* **Work to complete**:
Continue the interview with DJ Toni Yotzi from the point where it stops.

* **Passage**:
Toni Yotzi is a phenom: a staple of both the festival and club circuit across Australia. Her sets traverse four decades of dance music with frenetic energy and zero compromise; from neon-hued italo and euro-disco to contemporary dancehall, trap, and up-to-the-minute club tracks from the boundless fount of domestic talent she’s ingratiated with across Australia. Having played at some of Australia’s best festivals (Inner Varnika, Strawberry Fields, Echo Flats, Pitch…), she also plays an integral role in putting together Camp Doogs, Western Australia’s premier festival.
She’s brought the same curatorial nous to coordinating a number of parties in Melbourne, as well as several radio shows. Having studied Radio at university, Yotzi felt a strong affinity with RTRFM, Perth’s legendary community radio station, eventually hosting Full Frequency and Disco Science. The creative freedom afforded by community radio is a natural fit for Yotzi’s free-wheeling sensibilities, and it’s something she’s continued in Melbourne – she’s a fixture on Skylab and community radio station-turned-restaurant Hope St Radio, having played the opening of their Collingwood space this year. She’s guested on NTS multiple times, as well The Lot Radio, Beats in Space, Noods, and a litany of other international stations. Her musical fervour has found her on both sides of the counter, working at the esteemed Skydiver Records, and seeking out local spots while touring internationally.
Her interview for Diggers Directory delves into that, as well as her formative experiences with high-fidelity audio and the importance of stylistic diversity. The accompanying mix underscores the latter point, sequencing psych, desert jazz, drum’n’bass, and crystalline jangle pop together in a way that just feels natural.
DJs and producers often mention their musical education came through their family’s record collection. Was this the case for you? Can you pick out any pivotal records from your upbringing that informed your musical journey?

* **Provided material**:
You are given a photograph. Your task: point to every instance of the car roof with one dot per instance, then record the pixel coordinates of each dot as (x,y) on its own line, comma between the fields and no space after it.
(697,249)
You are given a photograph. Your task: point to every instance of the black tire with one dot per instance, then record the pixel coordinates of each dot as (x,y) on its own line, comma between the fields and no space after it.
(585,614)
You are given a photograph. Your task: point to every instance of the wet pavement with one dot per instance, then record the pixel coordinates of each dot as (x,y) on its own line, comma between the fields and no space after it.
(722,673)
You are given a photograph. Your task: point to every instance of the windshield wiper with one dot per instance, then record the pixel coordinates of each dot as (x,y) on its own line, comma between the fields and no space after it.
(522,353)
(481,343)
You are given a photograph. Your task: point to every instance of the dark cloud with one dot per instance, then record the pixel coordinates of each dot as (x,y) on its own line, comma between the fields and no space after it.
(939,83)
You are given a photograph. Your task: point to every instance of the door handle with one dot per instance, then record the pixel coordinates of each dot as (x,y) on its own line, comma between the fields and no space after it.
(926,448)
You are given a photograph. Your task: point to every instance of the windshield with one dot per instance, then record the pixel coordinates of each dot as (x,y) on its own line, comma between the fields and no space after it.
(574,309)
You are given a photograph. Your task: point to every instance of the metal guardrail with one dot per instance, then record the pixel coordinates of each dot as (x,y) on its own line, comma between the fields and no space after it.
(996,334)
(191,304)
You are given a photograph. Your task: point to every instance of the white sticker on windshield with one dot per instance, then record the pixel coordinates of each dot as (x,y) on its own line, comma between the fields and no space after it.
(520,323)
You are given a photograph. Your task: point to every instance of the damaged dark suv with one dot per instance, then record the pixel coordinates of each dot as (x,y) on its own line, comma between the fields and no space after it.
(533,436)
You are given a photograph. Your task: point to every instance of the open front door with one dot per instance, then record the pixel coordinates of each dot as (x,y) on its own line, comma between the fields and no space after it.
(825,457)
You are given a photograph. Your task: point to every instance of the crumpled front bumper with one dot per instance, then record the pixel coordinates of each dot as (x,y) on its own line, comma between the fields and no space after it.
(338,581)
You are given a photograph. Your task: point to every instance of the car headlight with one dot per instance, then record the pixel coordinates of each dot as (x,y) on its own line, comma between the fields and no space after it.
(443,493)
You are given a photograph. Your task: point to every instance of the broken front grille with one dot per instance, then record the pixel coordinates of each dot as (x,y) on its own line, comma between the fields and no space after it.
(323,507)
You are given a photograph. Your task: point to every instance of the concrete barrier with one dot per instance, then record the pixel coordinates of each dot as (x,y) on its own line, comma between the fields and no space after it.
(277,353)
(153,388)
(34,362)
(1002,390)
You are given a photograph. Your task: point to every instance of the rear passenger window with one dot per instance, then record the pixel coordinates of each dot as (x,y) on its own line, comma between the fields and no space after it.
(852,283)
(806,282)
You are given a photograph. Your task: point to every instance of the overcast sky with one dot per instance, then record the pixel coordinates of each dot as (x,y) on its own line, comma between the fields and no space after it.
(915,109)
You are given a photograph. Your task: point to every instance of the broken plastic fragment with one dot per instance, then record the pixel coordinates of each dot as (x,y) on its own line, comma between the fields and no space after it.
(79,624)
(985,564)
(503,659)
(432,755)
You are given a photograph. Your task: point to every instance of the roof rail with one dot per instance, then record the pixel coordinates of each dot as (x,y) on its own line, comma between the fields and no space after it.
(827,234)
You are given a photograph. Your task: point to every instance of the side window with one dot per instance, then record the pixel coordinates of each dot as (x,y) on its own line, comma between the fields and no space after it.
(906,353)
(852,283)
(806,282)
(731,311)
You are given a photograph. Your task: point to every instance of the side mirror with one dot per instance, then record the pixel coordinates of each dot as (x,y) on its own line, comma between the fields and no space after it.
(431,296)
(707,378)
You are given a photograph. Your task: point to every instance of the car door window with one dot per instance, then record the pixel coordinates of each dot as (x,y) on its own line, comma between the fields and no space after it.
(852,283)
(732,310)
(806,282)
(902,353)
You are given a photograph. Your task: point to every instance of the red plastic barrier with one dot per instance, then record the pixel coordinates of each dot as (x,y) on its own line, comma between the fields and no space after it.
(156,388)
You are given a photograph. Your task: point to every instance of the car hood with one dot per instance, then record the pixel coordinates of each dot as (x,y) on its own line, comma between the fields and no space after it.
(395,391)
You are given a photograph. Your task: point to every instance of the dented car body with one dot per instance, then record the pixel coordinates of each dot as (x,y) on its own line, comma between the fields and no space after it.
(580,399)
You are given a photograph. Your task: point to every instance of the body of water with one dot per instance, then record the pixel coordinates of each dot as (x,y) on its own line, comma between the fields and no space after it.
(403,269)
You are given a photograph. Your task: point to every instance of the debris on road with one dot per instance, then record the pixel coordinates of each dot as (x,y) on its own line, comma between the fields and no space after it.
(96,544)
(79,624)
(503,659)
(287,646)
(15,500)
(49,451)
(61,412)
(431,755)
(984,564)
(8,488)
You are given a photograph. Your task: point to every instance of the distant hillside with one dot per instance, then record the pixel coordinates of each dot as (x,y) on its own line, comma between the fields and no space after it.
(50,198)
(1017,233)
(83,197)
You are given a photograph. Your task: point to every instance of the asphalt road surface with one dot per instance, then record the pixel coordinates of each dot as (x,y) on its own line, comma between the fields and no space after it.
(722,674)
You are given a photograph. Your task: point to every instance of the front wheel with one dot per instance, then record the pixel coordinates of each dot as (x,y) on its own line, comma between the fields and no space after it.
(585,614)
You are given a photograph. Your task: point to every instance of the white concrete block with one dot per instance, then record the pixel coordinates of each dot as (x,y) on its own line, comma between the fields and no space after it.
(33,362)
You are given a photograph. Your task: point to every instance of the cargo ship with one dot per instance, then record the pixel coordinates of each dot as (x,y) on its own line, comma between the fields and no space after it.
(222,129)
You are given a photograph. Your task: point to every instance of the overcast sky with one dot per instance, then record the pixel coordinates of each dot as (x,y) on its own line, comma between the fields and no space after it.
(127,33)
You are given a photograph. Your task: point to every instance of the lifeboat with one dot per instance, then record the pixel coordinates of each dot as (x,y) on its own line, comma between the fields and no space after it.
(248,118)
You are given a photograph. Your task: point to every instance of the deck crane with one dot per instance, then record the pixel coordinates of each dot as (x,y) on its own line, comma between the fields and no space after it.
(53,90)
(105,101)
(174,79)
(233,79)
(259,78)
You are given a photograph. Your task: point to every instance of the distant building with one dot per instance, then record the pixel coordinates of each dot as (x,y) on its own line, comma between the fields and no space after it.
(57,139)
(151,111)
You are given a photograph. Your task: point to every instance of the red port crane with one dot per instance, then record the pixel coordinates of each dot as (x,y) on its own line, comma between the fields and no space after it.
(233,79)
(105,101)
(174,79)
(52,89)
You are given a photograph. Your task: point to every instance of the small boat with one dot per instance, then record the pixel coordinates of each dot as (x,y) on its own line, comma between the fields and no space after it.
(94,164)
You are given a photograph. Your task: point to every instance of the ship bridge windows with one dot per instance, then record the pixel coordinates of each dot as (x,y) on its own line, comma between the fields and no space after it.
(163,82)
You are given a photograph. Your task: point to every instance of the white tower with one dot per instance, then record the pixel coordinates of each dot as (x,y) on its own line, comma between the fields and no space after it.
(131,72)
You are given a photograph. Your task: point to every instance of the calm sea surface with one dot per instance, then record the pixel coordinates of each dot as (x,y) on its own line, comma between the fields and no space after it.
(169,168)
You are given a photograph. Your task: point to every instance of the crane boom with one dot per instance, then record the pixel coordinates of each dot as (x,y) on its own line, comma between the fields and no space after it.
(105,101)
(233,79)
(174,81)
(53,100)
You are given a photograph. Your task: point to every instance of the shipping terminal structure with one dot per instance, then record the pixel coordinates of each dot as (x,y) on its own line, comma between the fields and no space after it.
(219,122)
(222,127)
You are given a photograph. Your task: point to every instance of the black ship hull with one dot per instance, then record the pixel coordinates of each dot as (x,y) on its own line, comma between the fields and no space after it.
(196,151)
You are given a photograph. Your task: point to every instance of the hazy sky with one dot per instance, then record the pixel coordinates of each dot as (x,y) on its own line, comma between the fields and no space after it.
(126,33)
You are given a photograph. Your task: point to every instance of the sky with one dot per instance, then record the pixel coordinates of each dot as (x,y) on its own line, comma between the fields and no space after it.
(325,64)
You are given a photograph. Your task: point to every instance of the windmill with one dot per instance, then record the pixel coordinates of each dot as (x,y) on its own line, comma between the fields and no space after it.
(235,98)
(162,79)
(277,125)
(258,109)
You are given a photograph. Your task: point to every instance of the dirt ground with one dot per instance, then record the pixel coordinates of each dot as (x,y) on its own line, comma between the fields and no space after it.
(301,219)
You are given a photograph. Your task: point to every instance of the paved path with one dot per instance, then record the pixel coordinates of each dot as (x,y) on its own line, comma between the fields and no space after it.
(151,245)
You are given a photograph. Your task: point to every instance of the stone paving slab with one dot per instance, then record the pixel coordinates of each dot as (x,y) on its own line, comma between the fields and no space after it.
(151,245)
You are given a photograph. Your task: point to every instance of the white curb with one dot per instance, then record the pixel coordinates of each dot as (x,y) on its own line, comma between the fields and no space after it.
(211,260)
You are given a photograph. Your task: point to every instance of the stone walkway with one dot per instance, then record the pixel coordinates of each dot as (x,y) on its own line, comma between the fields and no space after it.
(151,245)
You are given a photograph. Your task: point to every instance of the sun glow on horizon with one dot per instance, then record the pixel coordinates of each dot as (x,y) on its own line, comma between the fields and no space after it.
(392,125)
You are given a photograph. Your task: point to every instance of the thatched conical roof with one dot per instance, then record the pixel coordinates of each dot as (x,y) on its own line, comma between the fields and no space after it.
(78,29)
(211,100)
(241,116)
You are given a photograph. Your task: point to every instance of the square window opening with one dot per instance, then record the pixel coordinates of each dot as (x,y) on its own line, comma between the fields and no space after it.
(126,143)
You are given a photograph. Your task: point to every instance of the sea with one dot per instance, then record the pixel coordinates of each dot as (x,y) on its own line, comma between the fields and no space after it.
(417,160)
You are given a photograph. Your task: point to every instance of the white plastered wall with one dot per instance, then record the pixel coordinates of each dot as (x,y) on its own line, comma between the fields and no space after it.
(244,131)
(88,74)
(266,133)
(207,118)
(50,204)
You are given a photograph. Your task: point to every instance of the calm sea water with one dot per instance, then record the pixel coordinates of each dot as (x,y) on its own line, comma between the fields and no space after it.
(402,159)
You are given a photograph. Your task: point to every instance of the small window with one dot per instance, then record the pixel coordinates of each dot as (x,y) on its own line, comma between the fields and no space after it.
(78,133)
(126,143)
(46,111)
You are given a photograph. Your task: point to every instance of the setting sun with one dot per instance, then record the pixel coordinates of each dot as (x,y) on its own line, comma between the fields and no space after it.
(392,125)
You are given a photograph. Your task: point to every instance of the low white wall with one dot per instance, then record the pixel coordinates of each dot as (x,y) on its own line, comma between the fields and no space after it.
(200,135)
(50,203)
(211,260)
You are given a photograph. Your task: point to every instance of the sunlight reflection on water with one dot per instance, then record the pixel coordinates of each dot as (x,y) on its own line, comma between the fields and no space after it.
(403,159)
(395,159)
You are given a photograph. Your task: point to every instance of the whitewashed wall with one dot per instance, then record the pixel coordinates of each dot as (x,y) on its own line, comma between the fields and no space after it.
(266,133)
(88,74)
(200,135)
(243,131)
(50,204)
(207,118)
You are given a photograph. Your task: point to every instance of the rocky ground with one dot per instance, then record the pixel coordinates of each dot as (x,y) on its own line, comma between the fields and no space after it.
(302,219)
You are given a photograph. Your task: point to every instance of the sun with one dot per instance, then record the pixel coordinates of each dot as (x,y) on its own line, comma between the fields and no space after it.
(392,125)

* **Written response**:
It wasn’t so much about particular records growing up but I owe so much to my Dad’s love of high quality sound, he always saved up for nice headphones and meticulously looked after his setup and records. He’s always been incredibly generous with making sure my brother and I had hifi systems in our room (surely regretting it when I’d max volume Chronic 2001 on repeat). When I was 10 or so I used to record mix tapes of my favourite club tracks like Da Hool – Meet Her at The Love Parade off the radio.
Maybe my earliest memory is Dad lying me on the living room floor with huge cans on my ears to properly trip out to Pink Floyd. But I think Mum’s UK upbringing on soul, reggae and rnb has permeated my core taste.
People buy records for a multiple of reasons. What first drew you to collecting records and what motivates you to continue digging after all these years?
Mmmm, sometimes I’m surprised I still buy records, so much about them challenges my struggles with organising information systems and dislike of fussiness. I don’t DJ them out for club sets that often because I have a creative process I’m comfortable with in digital music (I need to loop). I have to rip records a lot, which is a bit of a process. I’ve been feeling almost a sense of itchy feet with DJing for a little while though, like I need to try to explore sound in different ways which has brought me back to enjoying mixing records because of the tactility and not having all the track information visible makes long bar sets more fun.
But I loveee record shopping when I travel, so it’s very connected with nice memories of people and places. I think it’s important to convey that while I DJ club music digitally, records are a really important part of keeping your style more diverse, it’s so easy to be fed new releases all the time. I don’t want to hear a set of new tracks. I like that I’ve been DJing and collecting music for a long time so I can dip into past experiences… like dubstep coming back around 😉
Where do you store your records and how do you file them?
I’ve done some big culls in the last few years. I’m trying to get a tidy, succinct collection that I know very well and doesn’t feel cluttered. But organisation wise I have a crate with LPs → jazz → next crates are dance/club starting with italo, summery prog to harder/darker and fast jungle then I bookend it with dub + reggae + disco + trance compilation cds + tapes I’ve bought over the years.
What are your favourite spots to go digging and why?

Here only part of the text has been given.